## WHAT IS NEEDED
Please pick up the MySQL database performance notes after their last line and continue them in the same format.

## EXTRACTED TEXT
----

Database Performance

Connection Monitoring

Active connections:

sudo mysql -e "SHOW PROCESSLIST"

Connection pool status:

sudo mysql -e "SHOW STATUS LIKE 'Threads_%'"

Max connections:

sudo mysql -e "SHOW VARIABLES LIKE 'max_connections'"

Query Performance

Slow queries:

sudo mysql -e "SHOW GLOBAL STATUS LIKE 'Slow_queries'"

Query cache:

sudo mysql -e "SHOW STATUS LIKE 'Qcache%'"

----

## PROVIDED MATERIAL

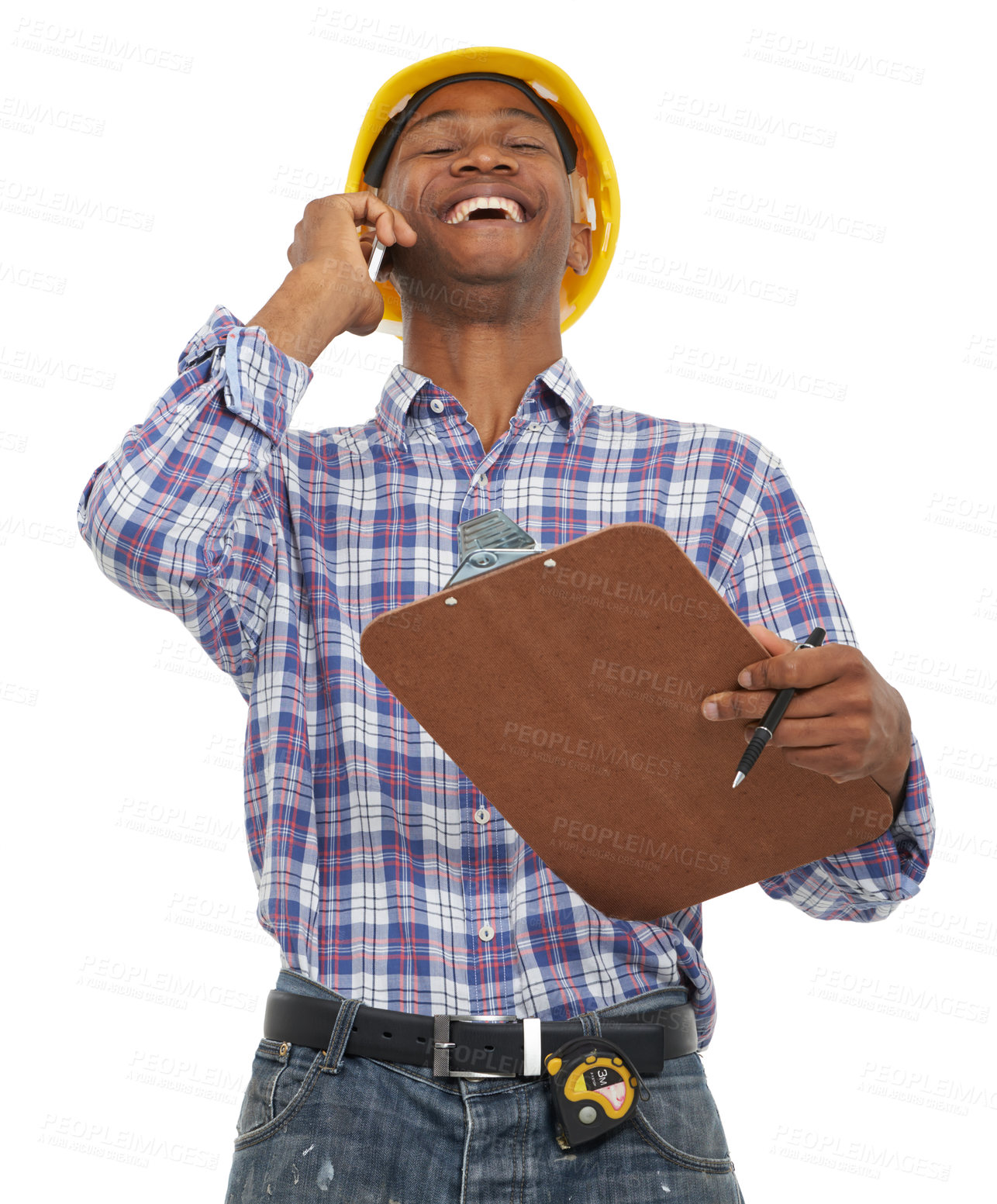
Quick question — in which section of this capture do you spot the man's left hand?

----

## OUTPUT FOR THIS TASK
Recent slow queries:

sudo tail -n 50 /var/log/mysql/slow.log

Table Performance

Table sizes:

SELECT
  table_name,
  ROUND(((data_length + index_length) / 1024 / 1024), 2) AS size_mb,
  table_rows,
  ROUND((data_length / 1024 / 1024), 2) AS data_mb,
  ROUND((index_length / 1024 / 1024), 2) AS index_mb
FROM information_schema.TABLES
WHERE table_schema = 'mailborder'
ORDER BY (data_length + index_length) DESC
LIMIT 10;

Fragmentation:

SELECT
  table_name,
  ROUND((data_free / 1024 / 1024), 2) AS fragmented_mb
FROM information_schema.TABLES
WHERE table_schema = 'mailborder'
  AND data_free > 0
ORDER BY data_free DESC;

Lock Monitoring

Table locks:

sudo mysql -e "SHOW OPEN TABLES WHERE In_use > 0"

Lock waits:

sudo mysql -e "SHOW STATUS LIKE 'Table_locks_waited'"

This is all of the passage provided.